++++ Extract provided

In Indigo Springs, a small town in Oregon, a magical apocalypse is brewing, and three young people are right smack-dab in the middle of it. Astrid, the book’s protagonist, has inherited a lovely old blue house from her ne’er-do-well father. She doesn’t even have all the moving boxes unpacked when her manipulative friend Sierra, fleeing a broken relationship, shows on her doorstep, cat in hand (because nothing says “hey, let’s catch up on old times!” like “hey, let me move in rent free!”) Astrid, however, seems thrilled to see Sierra (because she had a huge crush on her in high school) and is all like, “Hella to the yeah! Mi casa, su casa! Take the nicest bedroom! Can I rub your feet? How about a muffin? Can I get you a muffin?”
The house is also home to sweet and sexy Jacks, son of the local fire chief and Astrid’s step-brother. Jacks doesn’t like Sierra (which made me like him immediately) but he *does* like Astrid (who kinda likes him back, because he’s totally hot in that scruffy Oregon backpacking whitewater rafting guy who lets his chocolate lab ride in the back of his 1990 Toyota pickup with the peeling-off Phish stickers kind of way) … so you can see where the sparks are going to start to fly.

++++++++

• **Work to complete**
A) In the book review, what did Astrid inherit from her father?
B) Render the rows below as a two-column CSV with one line per row, using the columns "prompt" and "reply". Put each text and its answer in one quoted field, with line breaks turned into spaces.

++++ Data rows

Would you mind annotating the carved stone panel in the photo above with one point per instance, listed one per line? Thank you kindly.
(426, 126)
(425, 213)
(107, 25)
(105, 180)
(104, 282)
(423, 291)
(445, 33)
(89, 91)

++++++++

• **The solutions**
A) A lovely old blue house.

B)
prompt,reply
"Would you mind annotating the carved stone panel in the photo above with one point per instance, listed one per line? Thank you kindly.","(426, 126) (425, 213) (107, 25) (105, 180) (104, 282) (423, 291) (445, 33) (89, 91)"